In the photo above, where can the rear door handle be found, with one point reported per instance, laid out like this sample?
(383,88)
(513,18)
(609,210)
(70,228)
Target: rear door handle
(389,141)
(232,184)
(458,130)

☆ ☆ ☆ ☆ ☆

◆ **Task statement**
Precisely reproduce all the entries shown above.

◆ **Task output**
In the photo above, where can the rear door handle be found, with one point reported per instance, laid out like this sample?
(383,88)
(513,18)
(609,210)
(70,228)
Target: rear door handle
(389,141)
(232,184)
(458,130)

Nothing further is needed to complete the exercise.